German mathematician and logician

Benedikt Löwe

(born 1972) is a German mathematician and logician working at the
universities of Hamburg and Cambridge.
He is known for his work on mathematical logic and the foundations of mathematics, as well as for initiating the interdisciplinary conference series Foundations of the Formal Sciences (FotFS; 1999–2013) and Computability in Europe (CiE; since 2005).

== Biography ==

Löwe studied mathematics and philosophy at the universities of Hamburg, Tübingen, HU Berlin, and Berkeley. In 2001, he completed his PhD entitled Blackwell Determinacy about determinacy under supervision of Donald A. Martin and Ronald Björn Jensen.
He worked at the Institute for Logic, Language and Computation of the University of Amsterdam from 2003 to 2023. In 2009, he was appointed professor for mathematical logic and interdisciplinary applications of logic at the University of Hamburg
and is also an extraordinary fellow at Churchill College of the University of Cambridge.
Löwe was Managing Editor of the journal Mathematical Logic Quarterly from 2011 to 2022.

He was the President of the German Association for Mathematical Logic and for Basic Research in the Exact Sciences (DVMLG) from 2012 to 2022 and the Secretary General of the Division for Logic, Methodology and Philosophy of Science and Technology of the International Union of History and Philosophy of Science and Technology from 2015 to 2023.
Since 2023, he is one of the Vice Presidents of the International Council for Philosophy and Human Sciences (CIPSH).

------------------------------------------------------------

* Using the information *
**a)** Answer each question using the passage on Benedikt Löwe.
(i) In what year did Löwe complete his PhD?
(ii) Which journal did he serve as Managing Editor, and during which years?
(iii) Since what year has the Computability in Europe conference series run?
**b)** Rewrite everything in the passage on Benedikt Löwe from "Löwe studied mathematics" down to "Ronald Björn Jensen.", swapping "Tübingen" for "Freiburg".
**c)** Pick up the passage on Benedikt Löwe after its final sentence and continue it.

* Recorded information *

------------------------------------------------------------

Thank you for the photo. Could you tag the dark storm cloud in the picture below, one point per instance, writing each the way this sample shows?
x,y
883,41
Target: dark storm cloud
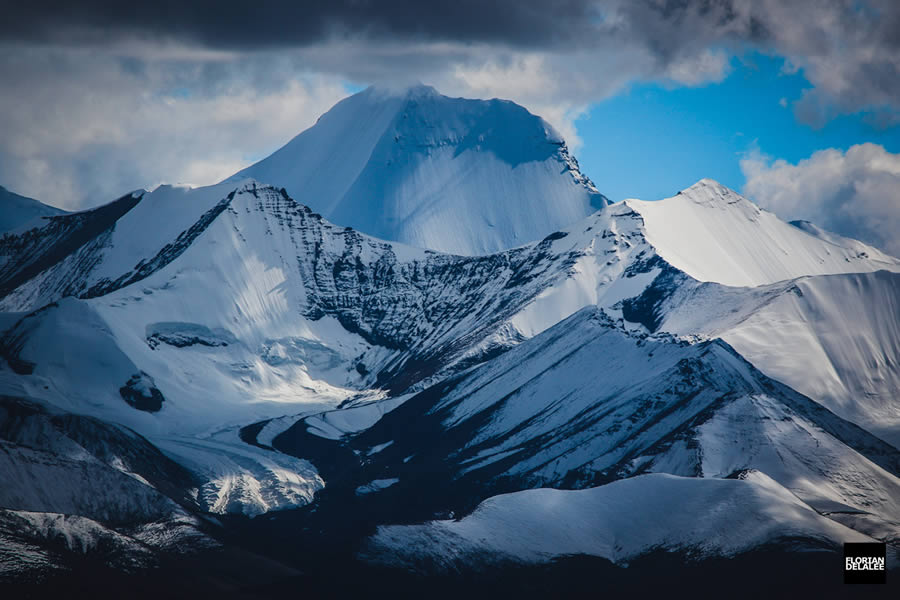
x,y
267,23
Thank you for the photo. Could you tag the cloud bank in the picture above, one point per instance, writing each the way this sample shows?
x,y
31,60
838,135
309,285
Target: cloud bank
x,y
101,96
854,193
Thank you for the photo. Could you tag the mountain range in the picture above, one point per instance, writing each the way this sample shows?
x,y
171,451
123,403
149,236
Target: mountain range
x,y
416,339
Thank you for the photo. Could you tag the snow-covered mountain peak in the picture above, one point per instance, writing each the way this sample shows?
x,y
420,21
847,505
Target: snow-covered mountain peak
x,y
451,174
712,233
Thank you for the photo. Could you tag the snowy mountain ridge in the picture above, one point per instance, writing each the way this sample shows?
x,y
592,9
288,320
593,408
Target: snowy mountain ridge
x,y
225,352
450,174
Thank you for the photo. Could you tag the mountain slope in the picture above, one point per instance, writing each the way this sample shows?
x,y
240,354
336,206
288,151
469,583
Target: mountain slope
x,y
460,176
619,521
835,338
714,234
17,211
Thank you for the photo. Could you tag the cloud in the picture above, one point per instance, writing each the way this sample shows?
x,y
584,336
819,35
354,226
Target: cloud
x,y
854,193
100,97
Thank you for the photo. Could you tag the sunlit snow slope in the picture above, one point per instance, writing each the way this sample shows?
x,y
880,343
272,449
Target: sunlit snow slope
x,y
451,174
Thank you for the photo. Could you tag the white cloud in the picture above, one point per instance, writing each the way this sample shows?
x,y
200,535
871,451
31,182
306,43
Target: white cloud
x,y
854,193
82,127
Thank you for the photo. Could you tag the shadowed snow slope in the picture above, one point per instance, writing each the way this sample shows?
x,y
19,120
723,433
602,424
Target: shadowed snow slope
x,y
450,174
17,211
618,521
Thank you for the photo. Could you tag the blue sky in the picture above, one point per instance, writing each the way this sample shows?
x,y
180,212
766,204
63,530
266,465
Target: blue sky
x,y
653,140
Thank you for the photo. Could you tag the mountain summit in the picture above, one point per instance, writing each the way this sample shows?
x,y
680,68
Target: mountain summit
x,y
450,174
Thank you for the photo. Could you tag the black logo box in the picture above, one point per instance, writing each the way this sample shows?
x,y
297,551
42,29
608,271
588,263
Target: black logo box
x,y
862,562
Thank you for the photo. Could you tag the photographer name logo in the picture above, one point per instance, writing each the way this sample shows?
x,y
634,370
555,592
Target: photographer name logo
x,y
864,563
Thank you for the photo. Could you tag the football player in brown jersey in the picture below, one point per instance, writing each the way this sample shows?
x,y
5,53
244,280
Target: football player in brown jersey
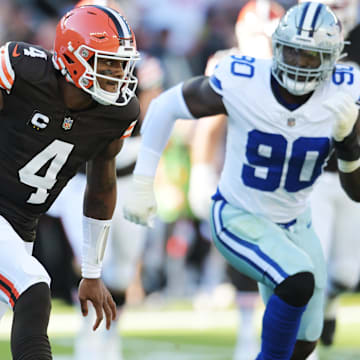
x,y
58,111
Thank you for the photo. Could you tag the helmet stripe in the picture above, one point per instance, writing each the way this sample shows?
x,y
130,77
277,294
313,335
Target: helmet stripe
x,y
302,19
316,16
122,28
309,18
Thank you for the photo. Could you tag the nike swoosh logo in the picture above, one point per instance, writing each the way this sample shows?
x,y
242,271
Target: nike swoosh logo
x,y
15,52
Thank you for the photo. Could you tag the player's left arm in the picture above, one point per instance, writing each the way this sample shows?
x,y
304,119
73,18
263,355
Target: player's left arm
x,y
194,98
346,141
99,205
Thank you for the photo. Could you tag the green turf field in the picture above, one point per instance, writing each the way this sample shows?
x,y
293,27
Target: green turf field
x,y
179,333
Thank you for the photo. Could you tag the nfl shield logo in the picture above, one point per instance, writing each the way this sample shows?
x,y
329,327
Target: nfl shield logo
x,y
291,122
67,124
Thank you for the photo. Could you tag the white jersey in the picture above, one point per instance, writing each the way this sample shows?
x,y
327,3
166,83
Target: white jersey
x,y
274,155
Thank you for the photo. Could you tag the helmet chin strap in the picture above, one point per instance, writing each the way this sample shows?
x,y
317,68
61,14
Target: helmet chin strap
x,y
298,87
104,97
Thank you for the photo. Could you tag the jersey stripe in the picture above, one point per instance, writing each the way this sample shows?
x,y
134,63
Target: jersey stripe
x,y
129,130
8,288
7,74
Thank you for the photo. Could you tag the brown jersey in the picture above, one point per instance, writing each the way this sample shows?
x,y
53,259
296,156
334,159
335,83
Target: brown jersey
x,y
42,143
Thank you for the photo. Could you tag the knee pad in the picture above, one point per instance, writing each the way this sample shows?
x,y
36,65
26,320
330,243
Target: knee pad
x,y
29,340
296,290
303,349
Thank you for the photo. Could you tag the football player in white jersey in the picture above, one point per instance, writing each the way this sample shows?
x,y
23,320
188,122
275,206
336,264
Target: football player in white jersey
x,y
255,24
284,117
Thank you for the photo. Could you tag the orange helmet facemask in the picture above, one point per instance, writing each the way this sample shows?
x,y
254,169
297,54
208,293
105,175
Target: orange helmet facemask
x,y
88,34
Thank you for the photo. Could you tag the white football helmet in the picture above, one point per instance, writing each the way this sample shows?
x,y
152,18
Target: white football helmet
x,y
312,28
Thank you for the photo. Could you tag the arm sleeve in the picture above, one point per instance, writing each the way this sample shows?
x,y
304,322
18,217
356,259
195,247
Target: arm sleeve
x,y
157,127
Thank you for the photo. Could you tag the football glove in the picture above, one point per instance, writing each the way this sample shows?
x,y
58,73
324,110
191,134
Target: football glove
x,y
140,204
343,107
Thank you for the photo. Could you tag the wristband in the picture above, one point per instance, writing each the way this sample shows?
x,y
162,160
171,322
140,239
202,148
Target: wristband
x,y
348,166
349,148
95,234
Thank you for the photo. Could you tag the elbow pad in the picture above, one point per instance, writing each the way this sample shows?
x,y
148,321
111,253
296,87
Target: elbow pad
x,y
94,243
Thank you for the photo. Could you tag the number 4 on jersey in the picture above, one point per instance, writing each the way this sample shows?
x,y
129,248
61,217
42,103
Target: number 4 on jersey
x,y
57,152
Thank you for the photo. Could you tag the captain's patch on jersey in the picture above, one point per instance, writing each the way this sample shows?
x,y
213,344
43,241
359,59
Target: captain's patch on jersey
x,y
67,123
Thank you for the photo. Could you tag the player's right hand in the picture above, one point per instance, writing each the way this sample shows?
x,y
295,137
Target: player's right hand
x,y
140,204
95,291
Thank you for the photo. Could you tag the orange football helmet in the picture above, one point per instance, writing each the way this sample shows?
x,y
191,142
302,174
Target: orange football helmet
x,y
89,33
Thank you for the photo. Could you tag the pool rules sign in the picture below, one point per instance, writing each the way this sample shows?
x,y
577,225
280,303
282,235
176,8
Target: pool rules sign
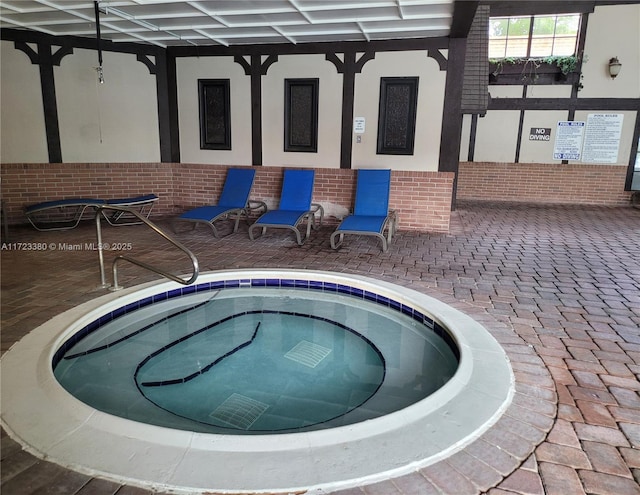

------------------------------------------------------------

* Replies *
**a)**
(i) 2001
(ii) Mathematical Logic Quarterly, from 2011 to 2022
(iii) Since 2005

**b)**
Löwe studied mathematics and philosophy at the universities of Hamburg, Freiburg, HU Berlin, and Berkeley. In 2001, he completed his PhD entitled Blackwell Determinacy about determinacy under supervision of Donald A. Martin and Ronald Björn Jensen.

**c)**
He is a member of the International Academy for Philosophy of Science, the Academia Europaea (MAE),
the
Akademie der Wissenschaften in Hamburg,
and a Fellow of the International Science Council (FISC).

== Co-edited Volumes (a selection) ==
- 2006. Logical approaches to computational barriers : Second Conference on Computability in Europe, CiE 2006, Swansea, UK, June 30 – July 5, 2006; proceedings. Co-edited with Arnold Beckmann, Ulrich Berger and John V. Tucker.
- 2008. Games, scales, and Suslin cardinals. Co-edited with Alexander S. Kechris and John R. Steel. Cambridge : Cambridge University
- 2008. Logic and theory of algorithms : 4th Conference on Computability in Europe, CiE 2008, Athens, Greece, June 15 – 20, 2008; proceedings. Co-edited with Arnold Beckmann and Costas Dimitracopoulos. Berlin; Heidelberg [u.a.] : Springer
- 2011. Wadge Degrees and Projective Ordinals The Cabal Seminar Volume II. Co-edited with Alexander S. Kechris and John R. Steel.